*** Opening of Data under study ***

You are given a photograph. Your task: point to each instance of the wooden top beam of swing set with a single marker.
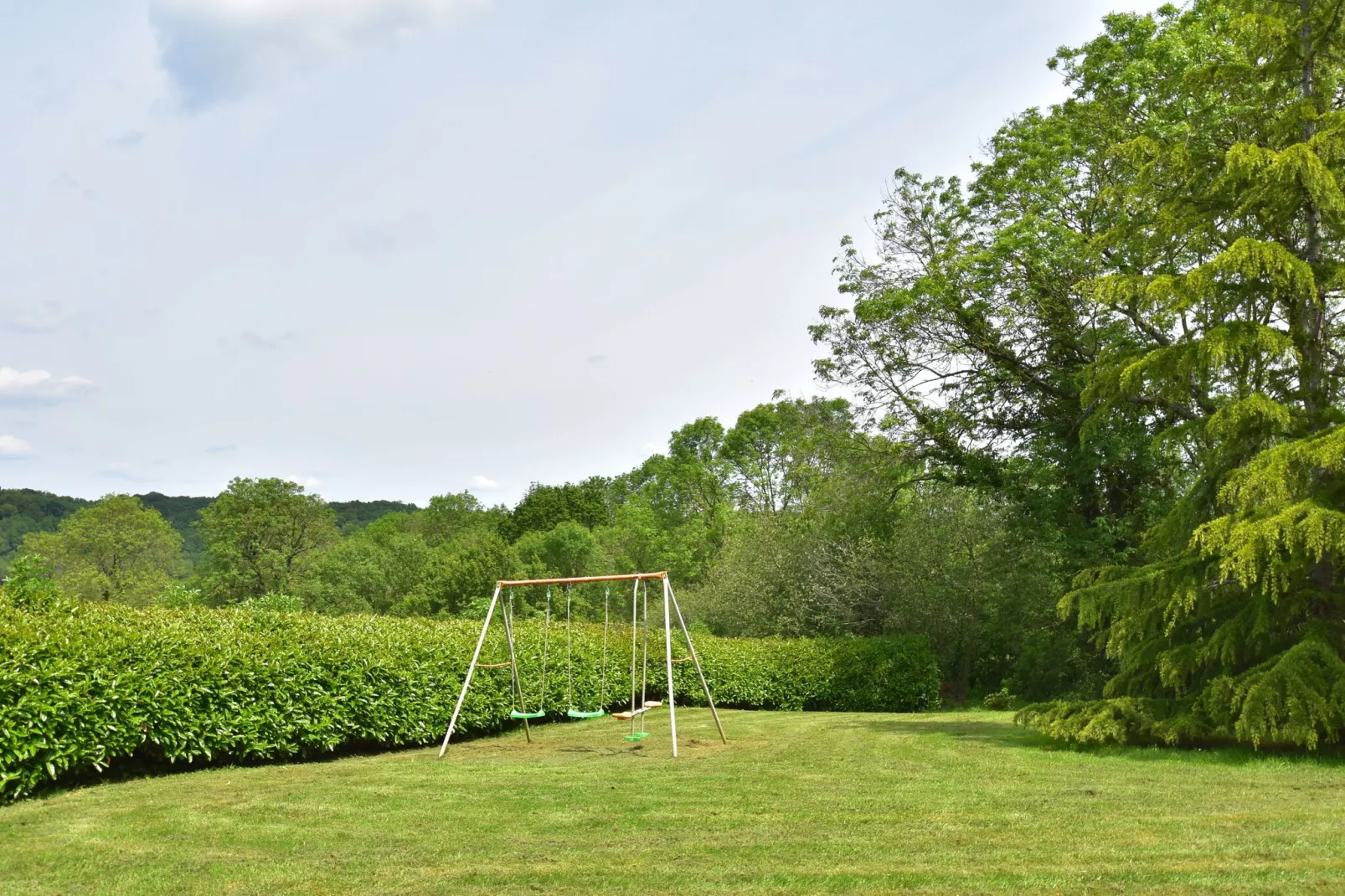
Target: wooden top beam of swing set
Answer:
(576, 580)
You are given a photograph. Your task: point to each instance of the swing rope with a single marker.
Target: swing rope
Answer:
(573, 712)
(546, 645)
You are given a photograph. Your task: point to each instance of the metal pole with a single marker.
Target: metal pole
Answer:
(667, 658)
(697, 661)
(635, 610)
(467, 681)
(518, 687)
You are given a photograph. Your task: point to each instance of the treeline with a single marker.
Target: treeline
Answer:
(794, 521)
(24, 510)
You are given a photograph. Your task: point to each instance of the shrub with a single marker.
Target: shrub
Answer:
(1000, 700)
(86, 687)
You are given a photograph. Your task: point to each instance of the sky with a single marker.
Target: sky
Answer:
(402, 248)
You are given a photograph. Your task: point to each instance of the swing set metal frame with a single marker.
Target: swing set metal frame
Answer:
(668, 607)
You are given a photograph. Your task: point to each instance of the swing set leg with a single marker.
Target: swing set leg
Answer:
(518, 687)
(697, 661)
(471, 667)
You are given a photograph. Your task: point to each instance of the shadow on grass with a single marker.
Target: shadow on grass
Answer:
(1010, 736)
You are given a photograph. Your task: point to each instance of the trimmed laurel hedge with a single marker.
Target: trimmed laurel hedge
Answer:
(89, 687)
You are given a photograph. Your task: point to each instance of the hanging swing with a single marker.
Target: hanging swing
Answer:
(575, 712)
(546, 642)
(646, 704)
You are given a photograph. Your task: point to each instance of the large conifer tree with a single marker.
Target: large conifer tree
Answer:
(1176, 319)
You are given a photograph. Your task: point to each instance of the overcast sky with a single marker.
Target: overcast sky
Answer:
(399, 248)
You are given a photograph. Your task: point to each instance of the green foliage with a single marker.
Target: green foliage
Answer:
(261, 536)
(113, 549)
(1000, 700)
(181, 596)
(23, 510)
(182, 512)
(544, 507)
(30, 584)
(357, 514)
(99, 683)
(568, 549)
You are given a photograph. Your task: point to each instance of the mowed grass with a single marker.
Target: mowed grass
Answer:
(796, 802)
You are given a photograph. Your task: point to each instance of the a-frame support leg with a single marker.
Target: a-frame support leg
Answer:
(696, 660)
(508, 615)
(471, 667)
(667, 658)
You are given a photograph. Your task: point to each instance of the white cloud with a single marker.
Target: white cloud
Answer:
(217, 50)
(39, 386)
(13, 447)
(255, 341)
(42, 317)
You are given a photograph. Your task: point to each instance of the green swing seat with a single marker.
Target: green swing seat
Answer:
(580, 713)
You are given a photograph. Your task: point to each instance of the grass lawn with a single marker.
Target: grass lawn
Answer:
(796, 802)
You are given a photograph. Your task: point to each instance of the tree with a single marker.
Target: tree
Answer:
(261, 537)
(779, 452)
(1229, 242)
(1136, 317)
(564, 550)
(115, 549)
(588, 503)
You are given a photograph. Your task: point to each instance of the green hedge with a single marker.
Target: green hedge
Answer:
(85, 687)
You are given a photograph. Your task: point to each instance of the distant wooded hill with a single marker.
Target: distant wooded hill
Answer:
(23, 510)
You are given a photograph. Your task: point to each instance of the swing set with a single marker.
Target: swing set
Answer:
(641, 701)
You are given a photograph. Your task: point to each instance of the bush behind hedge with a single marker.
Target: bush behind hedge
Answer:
(89, 687)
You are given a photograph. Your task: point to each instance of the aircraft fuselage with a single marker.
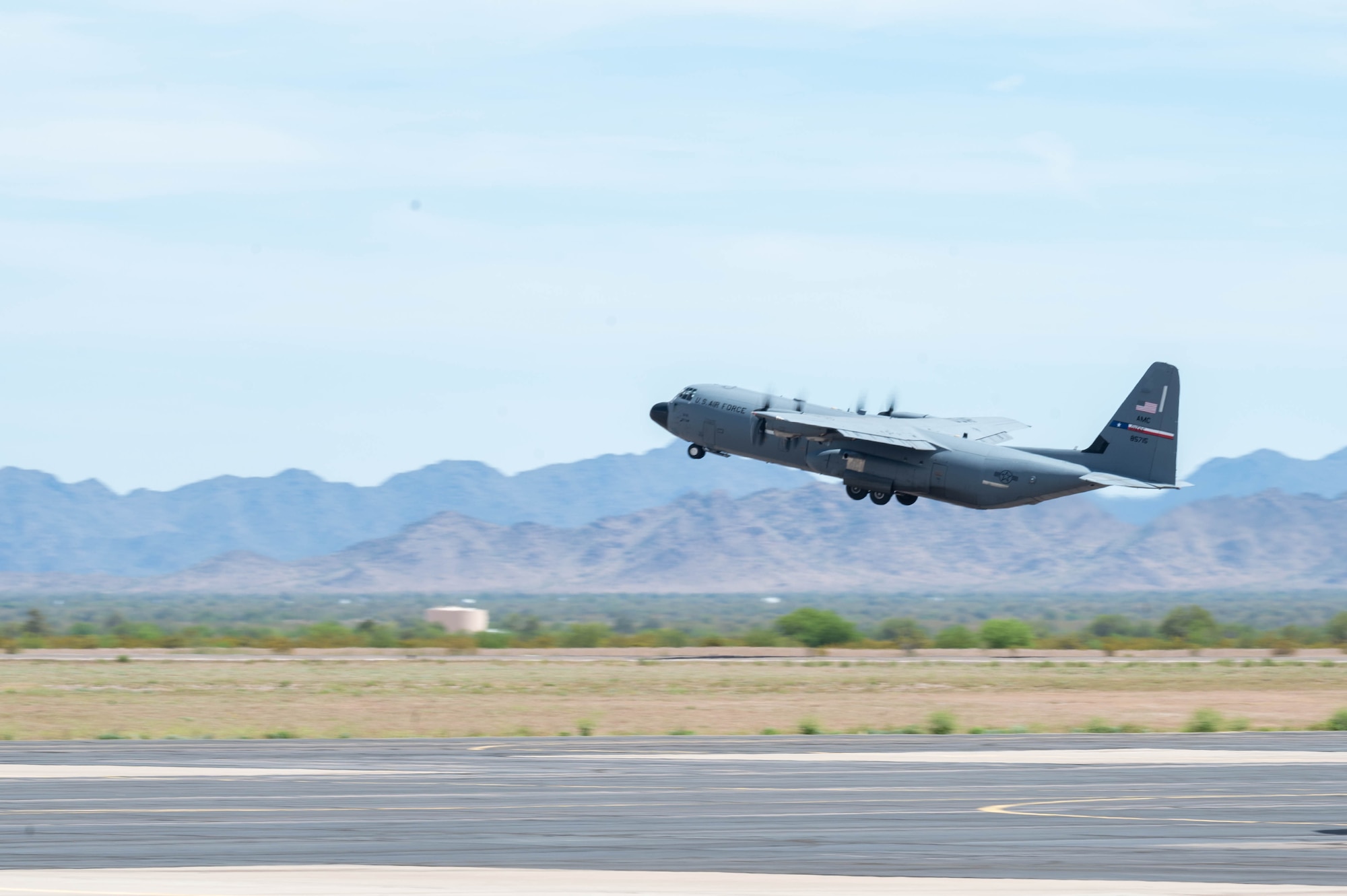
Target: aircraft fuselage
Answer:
(960, 471)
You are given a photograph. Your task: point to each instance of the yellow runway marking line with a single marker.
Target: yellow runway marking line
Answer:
(1124, 757)
(402, 881)
(24, 771)
(1014, 809)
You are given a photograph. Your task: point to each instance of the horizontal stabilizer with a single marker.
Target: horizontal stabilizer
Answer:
(1111, 479)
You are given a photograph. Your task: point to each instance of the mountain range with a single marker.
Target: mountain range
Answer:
(87, 528)
(659, 522)
(809, 540)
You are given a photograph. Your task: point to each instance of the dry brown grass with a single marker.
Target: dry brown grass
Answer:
(60, 700)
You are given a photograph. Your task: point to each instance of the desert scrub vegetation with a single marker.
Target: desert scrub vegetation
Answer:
(1182, 627)
(467, 696)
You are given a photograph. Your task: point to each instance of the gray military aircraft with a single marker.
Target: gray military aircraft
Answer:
(958, 460)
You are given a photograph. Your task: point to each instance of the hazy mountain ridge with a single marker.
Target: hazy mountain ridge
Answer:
(1245, 475)
(48, 526)
(813, 540)
(86, 528)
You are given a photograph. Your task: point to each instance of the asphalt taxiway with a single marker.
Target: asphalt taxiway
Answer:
(1235, 809)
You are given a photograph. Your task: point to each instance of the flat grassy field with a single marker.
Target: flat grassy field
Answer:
(417, 699)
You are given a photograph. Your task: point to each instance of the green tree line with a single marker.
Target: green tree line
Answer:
(1183, 627)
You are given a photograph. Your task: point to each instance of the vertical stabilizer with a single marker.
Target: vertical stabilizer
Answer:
(1142, 440)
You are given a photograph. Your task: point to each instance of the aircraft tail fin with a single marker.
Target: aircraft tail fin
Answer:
(1142, 440)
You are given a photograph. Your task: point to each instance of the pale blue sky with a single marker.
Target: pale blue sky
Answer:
(362, 237)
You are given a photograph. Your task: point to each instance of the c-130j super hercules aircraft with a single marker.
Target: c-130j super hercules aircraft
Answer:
(958, 460)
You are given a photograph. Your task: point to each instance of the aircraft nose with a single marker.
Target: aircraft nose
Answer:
(661, 413)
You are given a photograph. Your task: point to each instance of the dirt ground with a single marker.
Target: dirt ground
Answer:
(67, 700)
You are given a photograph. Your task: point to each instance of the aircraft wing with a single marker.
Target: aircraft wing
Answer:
(892, 431)
(987, 429)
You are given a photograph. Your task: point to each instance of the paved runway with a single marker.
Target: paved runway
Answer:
(698, 804)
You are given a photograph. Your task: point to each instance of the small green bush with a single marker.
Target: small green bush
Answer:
(1205, 722)
(585, 635)
(1003, 634)
(1191, 625)
(816, 627)
(956, 638)
(492, 640)
(905, 631)
(941, 723)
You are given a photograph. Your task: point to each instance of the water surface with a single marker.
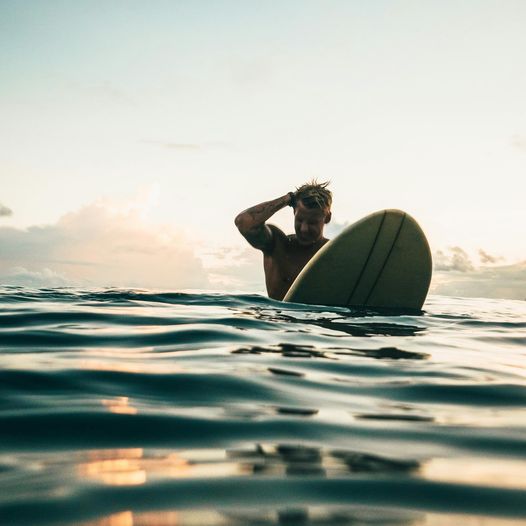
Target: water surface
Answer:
(126, 407)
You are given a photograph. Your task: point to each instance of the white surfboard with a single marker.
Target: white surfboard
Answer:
(382, 261)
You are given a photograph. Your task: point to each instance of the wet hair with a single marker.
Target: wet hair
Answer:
(314, 195)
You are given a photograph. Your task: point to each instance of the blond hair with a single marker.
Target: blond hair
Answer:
(314, 195)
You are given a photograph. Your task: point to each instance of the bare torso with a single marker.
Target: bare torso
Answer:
(285, 261)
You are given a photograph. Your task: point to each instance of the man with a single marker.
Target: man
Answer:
(284, 256)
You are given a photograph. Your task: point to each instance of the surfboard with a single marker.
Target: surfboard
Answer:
(382, 261)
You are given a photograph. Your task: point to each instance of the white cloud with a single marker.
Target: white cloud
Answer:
(486, 282)
(486, 258)
(456, 260)
(519, 142)
(5, 211)
(46, 277)
(101, 245)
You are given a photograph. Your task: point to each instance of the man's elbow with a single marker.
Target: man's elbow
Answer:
(240, 222)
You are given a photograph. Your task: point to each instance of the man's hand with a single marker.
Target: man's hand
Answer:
(251, 222)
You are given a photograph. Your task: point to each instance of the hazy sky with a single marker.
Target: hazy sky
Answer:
(184, 113)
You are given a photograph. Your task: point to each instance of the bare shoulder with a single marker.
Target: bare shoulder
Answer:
(264, 237)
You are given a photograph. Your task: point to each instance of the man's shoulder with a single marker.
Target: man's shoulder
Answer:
(277, 231)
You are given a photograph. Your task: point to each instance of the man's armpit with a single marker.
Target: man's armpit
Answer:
(261, 238)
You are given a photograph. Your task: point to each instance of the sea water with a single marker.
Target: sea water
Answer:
(128, 407)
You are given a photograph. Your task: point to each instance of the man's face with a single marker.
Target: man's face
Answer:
(309, 223)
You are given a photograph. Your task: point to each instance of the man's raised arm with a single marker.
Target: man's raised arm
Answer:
(251, 222)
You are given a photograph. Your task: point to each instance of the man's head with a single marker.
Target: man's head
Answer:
(312, 211)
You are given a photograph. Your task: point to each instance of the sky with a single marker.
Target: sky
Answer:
(133, 132)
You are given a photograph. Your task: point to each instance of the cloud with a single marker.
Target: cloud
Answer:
(188, 146)
(23, 277)
(5, 211)
(234, 268)
(486, 282)
(519, 142)
(486, 258)
(456, 260)
(101, 245)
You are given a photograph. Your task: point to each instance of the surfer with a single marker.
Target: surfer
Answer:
(285, 255)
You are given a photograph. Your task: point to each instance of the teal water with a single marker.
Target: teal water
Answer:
(127, 407)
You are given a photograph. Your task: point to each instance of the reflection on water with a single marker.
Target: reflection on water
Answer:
(353, 323)
(307, 516)
(128, 408)
(124, 467)
(290, 350)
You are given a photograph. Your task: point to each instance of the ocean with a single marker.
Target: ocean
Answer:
(133, 407)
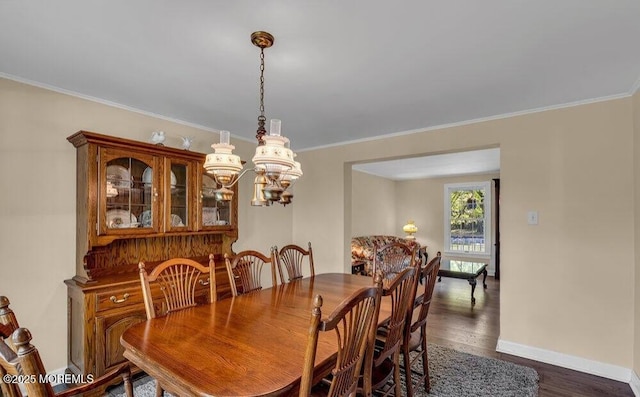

*** Close of Data under study ***

> [What the exercise asks]: Lines that contain "shoulder" are to be copied from the records above.

> [Result]:
You are given a photograph. Your task: point to each instance of the bare shoulder with a single marker.
Target: bare shoulder
You are given a photograph. Your task: point to each instance of the man's shoulder with a single marker.
Target: man's shoulder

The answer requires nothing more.